▶ [Excerpt provided]:
────────────────────
SO2 emissions have declined by 75% in China since 2007, while in India, the rate has increased by a worrying 50%, according to the study by researchers at the University of Maryland.
The findings, published on Thursday in the journal Scientific Reports, were widely picked up by China’s official media.
The report comes at a time when New Delhi and surrounding areas are grappling with a severe spell of pollution caused by multiple factors, including stubble burning in neighbouring states, vehicular emissions, dust and construction activities.
China and India are the world’s top consumers of coal, which typically contains up to 3% sulphur. In both countries, SO2 emissions come from coal-fired power plants and coal-burning factories.
This could be the first time in almost 20 years that a country has surpassed China in SO2 emissions, experts told the official Xinhua news agency.
“The rapid decrease of SO2 emissions in China far exceeds our expectations and projections,” author Can Li, an associate research scientist at the University of Maryland, told Xinhua.
A range of measures put in place by China over the past decade, including tougher fines for polluters and better pollution control technologies, helped
The country cut SO2 emissions even though coal usage increased by 50% and electricity generation rose 100%.
────────────────────
▶ [Requirements]:
1. According to the emissions excerpt, which factors are causing the pollution in New Delhi and surrounding areas? List them all.
2. Display each line of the listing that contains the word "bowl". Case matters.
The listing comes from a source unrelated to the emissions excerpt.

▶ [Records to use]:
────────────────────
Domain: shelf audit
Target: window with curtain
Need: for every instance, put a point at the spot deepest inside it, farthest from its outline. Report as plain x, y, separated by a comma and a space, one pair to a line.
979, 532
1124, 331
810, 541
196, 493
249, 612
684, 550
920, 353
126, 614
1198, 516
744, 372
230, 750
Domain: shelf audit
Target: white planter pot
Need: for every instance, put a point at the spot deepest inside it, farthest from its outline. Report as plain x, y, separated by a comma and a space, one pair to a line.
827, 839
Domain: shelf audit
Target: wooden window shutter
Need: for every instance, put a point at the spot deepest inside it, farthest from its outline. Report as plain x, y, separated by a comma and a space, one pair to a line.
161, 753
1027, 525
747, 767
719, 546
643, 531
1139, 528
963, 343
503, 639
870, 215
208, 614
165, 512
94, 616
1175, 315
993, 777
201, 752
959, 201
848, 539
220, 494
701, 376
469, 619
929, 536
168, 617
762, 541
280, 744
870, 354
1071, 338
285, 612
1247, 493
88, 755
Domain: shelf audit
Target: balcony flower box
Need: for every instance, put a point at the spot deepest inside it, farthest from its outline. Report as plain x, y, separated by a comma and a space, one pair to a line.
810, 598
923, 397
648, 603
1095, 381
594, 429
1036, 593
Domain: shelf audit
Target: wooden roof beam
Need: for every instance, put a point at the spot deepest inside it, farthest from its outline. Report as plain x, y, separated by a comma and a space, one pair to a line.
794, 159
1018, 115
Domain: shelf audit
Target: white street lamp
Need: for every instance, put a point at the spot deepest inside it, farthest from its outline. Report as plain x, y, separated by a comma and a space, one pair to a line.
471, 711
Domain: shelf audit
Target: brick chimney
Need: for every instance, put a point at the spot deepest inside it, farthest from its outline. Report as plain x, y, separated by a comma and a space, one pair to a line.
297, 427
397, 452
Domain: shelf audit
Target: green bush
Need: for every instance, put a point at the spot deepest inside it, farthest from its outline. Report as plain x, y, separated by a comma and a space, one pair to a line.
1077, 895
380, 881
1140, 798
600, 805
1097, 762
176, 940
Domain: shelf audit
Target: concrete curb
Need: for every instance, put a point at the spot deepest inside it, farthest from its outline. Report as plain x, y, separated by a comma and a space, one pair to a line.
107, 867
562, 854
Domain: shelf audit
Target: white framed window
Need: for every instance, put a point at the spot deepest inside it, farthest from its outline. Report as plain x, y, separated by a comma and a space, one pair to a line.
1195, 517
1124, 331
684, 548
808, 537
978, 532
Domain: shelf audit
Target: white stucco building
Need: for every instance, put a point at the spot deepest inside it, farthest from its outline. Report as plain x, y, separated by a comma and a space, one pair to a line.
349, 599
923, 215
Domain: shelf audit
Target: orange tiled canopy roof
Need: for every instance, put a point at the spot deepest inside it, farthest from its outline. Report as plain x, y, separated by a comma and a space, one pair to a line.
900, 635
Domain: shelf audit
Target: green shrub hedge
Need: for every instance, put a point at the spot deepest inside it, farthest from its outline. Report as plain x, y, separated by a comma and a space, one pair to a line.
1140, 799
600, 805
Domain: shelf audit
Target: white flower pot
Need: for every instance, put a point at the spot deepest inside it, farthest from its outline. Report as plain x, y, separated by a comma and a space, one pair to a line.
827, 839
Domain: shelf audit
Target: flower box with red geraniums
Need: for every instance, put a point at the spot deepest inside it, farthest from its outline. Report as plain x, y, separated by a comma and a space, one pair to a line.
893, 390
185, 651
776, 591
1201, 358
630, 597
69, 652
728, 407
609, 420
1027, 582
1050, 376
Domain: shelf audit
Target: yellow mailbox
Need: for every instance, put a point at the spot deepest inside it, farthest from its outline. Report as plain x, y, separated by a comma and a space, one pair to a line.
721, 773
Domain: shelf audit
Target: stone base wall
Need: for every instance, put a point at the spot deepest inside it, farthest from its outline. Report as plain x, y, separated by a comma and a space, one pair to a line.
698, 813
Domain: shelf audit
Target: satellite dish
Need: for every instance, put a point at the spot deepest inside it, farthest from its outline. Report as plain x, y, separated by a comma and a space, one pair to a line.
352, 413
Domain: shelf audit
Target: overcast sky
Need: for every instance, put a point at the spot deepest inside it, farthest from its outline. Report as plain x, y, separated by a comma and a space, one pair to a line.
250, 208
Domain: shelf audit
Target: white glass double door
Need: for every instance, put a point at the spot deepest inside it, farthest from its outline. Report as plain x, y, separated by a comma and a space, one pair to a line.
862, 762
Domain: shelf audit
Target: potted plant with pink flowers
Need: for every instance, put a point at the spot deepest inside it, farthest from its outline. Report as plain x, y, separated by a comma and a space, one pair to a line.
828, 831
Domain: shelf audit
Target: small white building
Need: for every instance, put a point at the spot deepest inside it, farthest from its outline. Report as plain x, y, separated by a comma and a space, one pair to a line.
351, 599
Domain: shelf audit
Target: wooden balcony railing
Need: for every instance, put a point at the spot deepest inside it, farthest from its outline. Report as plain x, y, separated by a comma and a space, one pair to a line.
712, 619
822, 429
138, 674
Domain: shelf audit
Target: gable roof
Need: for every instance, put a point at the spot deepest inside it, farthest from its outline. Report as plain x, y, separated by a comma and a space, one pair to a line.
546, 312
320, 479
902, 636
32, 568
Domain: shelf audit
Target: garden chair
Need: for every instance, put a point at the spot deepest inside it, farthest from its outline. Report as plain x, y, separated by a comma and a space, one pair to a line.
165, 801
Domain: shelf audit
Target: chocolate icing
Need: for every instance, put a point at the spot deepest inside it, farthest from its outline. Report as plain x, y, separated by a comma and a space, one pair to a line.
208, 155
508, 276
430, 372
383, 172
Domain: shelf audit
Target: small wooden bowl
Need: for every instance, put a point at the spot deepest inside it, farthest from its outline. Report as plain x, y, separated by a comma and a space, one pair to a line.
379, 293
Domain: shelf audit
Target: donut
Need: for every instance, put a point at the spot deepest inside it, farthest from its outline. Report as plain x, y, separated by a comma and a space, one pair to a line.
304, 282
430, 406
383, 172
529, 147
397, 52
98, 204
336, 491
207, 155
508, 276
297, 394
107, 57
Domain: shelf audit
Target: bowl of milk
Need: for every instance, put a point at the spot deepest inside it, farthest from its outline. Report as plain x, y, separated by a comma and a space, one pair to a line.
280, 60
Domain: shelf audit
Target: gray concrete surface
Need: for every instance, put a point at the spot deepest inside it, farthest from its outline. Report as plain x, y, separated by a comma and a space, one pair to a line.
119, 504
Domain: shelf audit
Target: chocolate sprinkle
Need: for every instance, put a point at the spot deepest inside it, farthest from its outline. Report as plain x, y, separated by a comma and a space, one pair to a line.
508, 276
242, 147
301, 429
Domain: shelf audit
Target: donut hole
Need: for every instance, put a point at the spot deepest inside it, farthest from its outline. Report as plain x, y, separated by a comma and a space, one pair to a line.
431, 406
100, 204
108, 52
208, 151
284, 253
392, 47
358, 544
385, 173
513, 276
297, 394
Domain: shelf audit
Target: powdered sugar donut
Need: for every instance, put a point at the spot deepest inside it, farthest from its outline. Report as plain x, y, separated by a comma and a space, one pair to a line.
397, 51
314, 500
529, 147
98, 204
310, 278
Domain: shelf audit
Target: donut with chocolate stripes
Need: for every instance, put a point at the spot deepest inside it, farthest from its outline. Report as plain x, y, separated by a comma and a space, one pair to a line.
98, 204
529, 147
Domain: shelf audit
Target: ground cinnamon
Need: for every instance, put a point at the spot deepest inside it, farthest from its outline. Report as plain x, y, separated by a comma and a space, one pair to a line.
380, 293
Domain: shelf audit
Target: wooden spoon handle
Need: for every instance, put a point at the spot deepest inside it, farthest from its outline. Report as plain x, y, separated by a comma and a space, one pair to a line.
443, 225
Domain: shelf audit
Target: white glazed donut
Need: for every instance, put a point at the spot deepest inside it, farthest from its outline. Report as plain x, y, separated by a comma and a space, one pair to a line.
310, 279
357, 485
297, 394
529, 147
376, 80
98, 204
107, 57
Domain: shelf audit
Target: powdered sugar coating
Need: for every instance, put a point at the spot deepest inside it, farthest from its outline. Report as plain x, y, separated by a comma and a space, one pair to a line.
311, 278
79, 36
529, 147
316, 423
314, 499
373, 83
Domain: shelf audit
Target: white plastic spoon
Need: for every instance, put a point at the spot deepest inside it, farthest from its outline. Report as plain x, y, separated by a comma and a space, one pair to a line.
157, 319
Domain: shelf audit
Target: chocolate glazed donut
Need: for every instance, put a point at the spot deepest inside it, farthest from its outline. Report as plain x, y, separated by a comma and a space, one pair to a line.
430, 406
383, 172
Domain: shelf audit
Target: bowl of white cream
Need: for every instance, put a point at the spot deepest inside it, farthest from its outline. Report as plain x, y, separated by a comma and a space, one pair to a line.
────────────────────
▶ [Answers by task]:
1.
- stubble burning in neighbouring states
- vehicular emissions
- dust
- construction activities

2.
Target: small wooden bowl
Target: bowl of milk
Target: bowl of white cream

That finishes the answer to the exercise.